▸ Your goal:
In the records below, the lines from the one with "rough mask: <svg" through the last are to be printed exactly, and nothing else.

Stored items
BEGIN
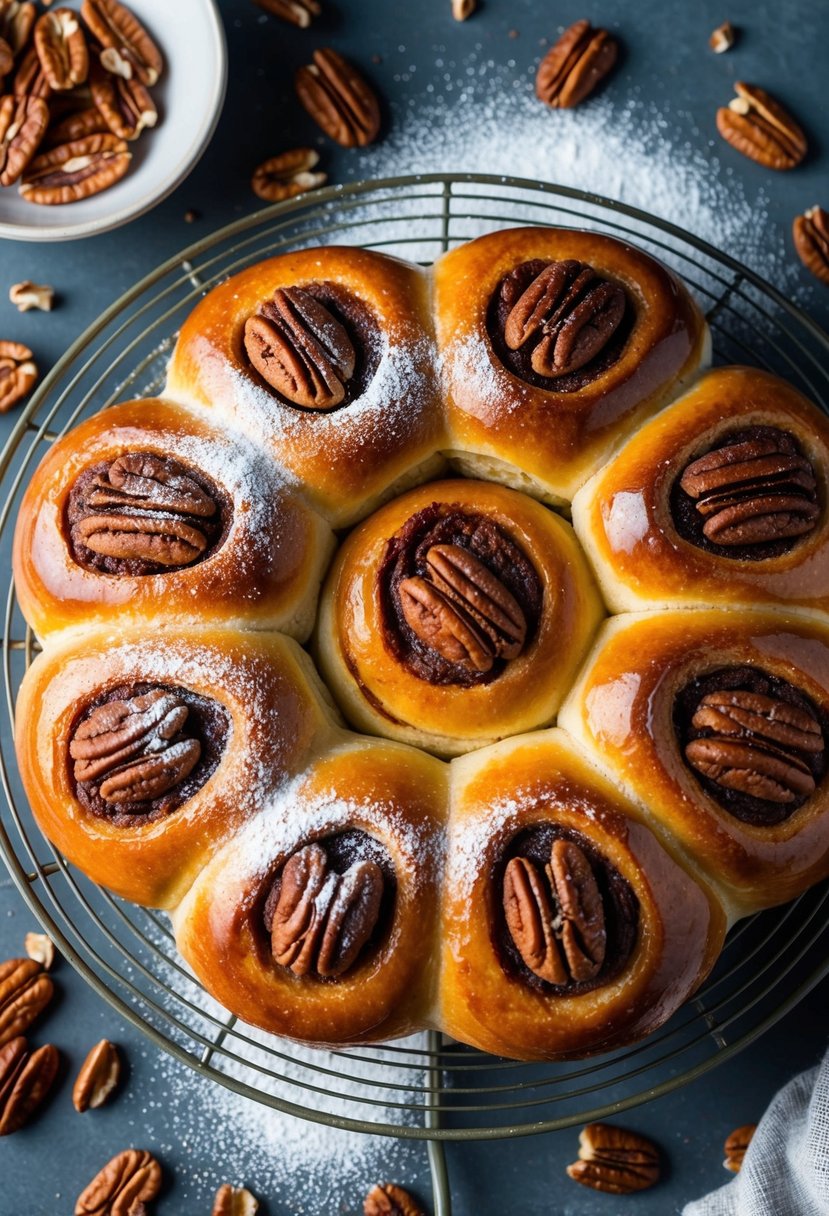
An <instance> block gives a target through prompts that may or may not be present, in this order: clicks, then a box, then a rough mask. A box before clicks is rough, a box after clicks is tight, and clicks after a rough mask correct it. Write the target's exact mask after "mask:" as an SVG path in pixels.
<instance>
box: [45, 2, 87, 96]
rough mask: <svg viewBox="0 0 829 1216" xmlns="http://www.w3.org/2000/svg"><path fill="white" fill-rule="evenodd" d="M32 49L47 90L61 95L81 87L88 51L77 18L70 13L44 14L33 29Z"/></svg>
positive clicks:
END
▸ Solution to the problem:
rough mask: <svg viewBox="0 0 829 1216" xmlns="http://www.w3.org/2000/svg"><path fill="white" fill-rule="evenodd" d="M32 49L47 90L61 95L81 87L88 51L77 18L70 13L44 14L33 29Z"/></svg>
positive clicks:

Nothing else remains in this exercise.